** Begin READING PASSAGE **

Competition Vs. The Tactical World part Tres…

Shooter ready?  Stand by…”beep!”  And they’re off…Bam, bam, run, bam, bam.  Crash..burn..oh crap.

What happened?  4 misses, 2 no shoots..but a smoking time.  So what?  Yeah, you were fast, but what did you hit?  But I was fast…Heard that scenario many times at matches.  But what about this one?

“Today in NYC, three bystanders were shot by police as they attempted to take down a murder suspect in front of the Empire State Building (true story).”  I don’t want to get into specifics on the brave LEOs facing an armed killer, since 20/20 hindsight is always easier than being there.   However, a lot can be learned from these kinds of events.

WARNING:  The following is based on my opinion and like your opinion, we all got one.  I ask you to check your ____ and continue to read.  YMMV…

So, I’ve been asked as a LEO trainer, “how come those cops miss that guy when he was 10 feet away?”  “If it was me, one shot one (you know the rest..)”  The interwebs are filled with keyboard commandos second guessing and passing judgement on police when they themselves have not walked in those shoes.

But we still wonder why this happens.  I have an idea.  Sights and triggers.

Sights and triggers are part of the shooting process and they play a significant role. 95% of the missed shots are a trigger problem NOT a sight problem.  I am positive that each and every one of you know how to line up your front and rear sights.  Bravo.  But “how come my shots all go to the left…?”  This is a common problem, and the answer is simple.

According to USPSA Grand Master and author/instructor Steve Anderson, Refinement and Repetition, shooting comes down to two things:

1) Have an acceptable sight picture.

2) Shoot the gun without causing the sight picture to become unacceptable.

Can shooting really be that simple?  The answer is yes.  So what happened in NYC?  My guess is they never had number 1.  Also, if they did have a sight picture, the gun fired and their sight picture became unacceptable (trigger).  Seriously, watch some of the traffic stop gone bad videos online and you’ll see the same thing.

“You won’t see your sights in a gunfight…”  I hear that a lot as well.  I’m going out on a limb but I think the people who didn’t see their sights during their shooting, had never trained to use their sights anyway.

In my position, I’m lucky and honored to speak with officers who’ve been in gunfights and I get to train with some of elite instructors who’ve worked defending our country over seas.  They all say the same thing.  “I saw my sights every time…”

** End READING PASSAGE **
** Begin DATA PROVIDED **

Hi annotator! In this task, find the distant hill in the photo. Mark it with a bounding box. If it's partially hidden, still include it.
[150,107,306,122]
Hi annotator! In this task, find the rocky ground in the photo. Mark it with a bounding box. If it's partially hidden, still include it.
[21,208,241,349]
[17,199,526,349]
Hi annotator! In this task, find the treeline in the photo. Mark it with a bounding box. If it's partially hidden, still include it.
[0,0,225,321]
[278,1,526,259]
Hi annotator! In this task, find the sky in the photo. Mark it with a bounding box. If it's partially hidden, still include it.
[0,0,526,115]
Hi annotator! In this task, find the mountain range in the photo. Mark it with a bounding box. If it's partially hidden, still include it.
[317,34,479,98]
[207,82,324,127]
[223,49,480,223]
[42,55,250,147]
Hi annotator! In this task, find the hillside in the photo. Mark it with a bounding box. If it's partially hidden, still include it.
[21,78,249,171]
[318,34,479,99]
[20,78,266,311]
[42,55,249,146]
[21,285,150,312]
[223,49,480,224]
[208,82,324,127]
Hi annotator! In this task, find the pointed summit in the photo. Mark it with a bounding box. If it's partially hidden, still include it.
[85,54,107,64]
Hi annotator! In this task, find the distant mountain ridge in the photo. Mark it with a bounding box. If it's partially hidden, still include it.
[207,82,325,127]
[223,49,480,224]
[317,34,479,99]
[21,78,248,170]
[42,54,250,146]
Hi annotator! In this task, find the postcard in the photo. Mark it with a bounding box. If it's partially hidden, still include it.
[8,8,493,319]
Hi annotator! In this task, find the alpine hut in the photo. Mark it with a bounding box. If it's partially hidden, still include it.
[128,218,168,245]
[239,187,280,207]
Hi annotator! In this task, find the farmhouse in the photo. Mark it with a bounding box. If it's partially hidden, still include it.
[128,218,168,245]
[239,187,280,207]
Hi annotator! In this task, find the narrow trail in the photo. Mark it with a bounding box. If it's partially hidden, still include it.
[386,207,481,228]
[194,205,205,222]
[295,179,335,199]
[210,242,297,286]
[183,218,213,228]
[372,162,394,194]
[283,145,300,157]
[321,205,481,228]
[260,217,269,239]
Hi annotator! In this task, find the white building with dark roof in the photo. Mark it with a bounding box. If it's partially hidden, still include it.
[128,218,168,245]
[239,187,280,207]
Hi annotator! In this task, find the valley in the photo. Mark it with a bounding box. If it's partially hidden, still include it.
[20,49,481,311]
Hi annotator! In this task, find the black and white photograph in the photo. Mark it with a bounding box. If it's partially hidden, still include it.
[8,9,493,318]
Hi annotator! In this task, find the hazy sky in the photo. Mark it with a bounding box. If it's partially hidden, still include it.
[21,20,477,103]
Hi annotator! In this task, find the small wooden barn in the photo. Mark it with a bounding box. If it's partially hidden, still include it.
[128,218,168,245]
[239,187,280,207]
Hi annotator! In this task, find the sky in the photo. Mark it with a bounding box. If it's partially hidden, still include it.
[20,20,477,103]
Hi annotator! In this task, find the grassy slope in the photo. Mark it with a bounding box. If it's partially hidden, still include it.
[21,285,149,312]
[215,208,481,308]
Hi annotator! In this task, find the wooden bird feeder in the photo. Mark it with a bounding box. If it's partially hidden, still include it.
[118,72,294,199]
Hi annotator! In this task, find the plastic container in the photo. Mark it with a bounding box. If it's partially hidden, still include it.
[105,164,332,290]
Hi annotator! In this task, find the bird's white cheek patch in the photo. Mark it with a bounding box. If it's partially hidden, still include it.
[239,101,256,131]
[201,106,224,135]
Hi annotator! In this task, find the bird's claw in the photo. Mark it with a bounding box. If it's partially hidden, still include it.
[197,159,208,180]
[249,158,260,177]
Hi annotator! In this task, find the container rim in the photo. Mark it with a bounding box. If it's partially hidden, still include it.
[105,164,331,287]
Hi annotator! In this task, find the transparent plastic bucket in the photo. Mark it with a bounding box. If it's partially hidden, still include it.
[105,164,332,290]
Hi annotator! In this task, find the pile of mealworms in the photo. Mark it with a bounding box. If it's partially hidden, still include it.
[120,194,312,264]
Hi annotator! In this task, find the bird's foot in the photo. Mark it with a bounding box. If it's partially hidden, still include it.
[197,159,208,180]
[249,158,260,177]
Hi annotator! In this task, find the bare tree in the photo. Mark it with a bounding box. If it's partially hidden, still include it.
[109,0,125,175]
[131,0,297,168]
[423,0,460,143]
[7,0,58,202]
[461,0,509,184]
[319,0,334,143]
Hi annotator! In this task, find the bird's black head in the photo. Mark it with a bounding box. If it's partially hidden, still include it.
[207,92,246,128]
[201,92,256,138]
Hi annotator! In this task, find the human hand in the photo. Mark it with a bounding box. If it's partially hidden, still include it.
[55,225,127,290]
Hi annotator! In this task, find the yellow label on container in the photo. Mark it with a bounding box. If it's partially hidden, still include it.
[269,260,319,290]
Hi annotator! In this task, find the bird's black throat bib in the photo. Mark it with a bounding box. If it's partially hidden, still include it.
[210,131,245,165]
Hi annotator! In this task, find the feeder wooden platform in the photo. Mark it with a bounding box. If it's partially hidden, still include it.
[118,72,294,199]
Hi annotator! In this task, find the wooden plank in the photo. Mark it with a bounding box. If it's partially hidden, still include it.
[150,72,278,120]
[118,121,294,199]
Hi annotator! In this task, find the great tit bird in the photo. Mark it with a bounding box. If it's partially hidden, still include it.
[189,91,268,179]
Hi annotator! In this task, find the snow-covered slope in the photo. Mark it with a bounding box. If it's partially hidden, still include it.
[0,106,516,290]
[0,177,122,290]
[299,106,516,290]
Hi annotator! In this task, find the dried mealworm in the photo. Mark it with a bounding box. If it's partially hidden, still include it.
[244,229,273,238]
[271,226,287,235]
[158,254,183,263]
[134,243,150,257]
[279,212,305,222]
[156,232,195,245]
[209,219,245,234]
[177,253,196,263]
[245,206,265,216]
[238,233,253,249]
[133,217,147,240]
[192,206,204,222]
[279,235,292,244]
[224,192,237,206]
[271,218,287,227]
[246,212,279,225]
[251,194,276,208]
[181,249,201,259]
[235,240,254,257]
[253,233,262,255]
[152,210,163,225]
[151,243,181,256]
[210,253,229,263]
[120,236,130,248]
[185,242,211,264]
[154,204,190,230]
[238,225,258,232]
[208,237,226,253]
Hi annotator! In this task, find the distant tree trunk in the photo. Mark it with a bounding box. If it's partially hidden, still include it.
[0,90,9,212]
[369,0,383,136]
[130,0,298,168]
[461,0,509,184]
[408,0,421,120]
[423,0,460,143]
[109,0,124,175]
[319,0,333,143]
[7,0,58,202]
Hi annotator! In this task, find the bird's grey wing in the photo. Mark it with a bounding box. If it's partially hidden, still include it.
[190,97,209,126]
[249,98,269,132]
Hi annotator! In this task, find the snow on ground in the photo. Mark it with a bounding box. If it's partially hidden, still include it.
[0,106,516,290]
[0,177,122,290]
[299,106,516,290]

** End DATA PROVIDED **

• TASK DIRECTIONS
Can you continue the piece above on competition versus tactical shooting, picking up after its last sentence?

• EXERCISE RESPONSE
There was an incident in Jacksonville a couple of years ago where an officer found himself in a gunfight after he was shot several times.  The suspect was ten yards away and coming in to finish off the officer.  The officer (one handed) was able to land 7 hits out of 14 on the bad guy, and stopped him cold.  The officer said he knew he hit the bad guy because he saw his front sight lift on his acceptable sight pictures.  Remember, when people get shot, they will most likely do what they were doing before they got shot (contrary to any Hollywood show).  You won’t see your hits on the bad guy.  What can you see?  Your sights.  Oh, and the officer also competed.  Good job.

The same nay sayers also expound “’s impossible to see your sights when you’re shooting so fast.”  Really?  Have you tried it?  You’d be surprised how much you can see when you decide to look.  And here it comes…

A great way to learn to see your sights at speed is competition.  Aha…I threw it in there.  Yes my friends, shooting competition will put you under the test of getting different sight pictures, shooting fast and shooting on the move.  All of which require acceptable sight pictures that need trigger pulls that don’t make the sight unacceptable.

Where else are you going to learn and practice that?  At the indoor range, lane 5?  Most ranges won’t let you shoot more than a round a second?  How can you do a Bill Drill (6 shots from the draw at 7 yards) at that speed?  Good shooters are shooting at .2 second splits.

Sights and triggers while different are symbiotic.  You jerk that trigger and your happy front sight will dive out of the way.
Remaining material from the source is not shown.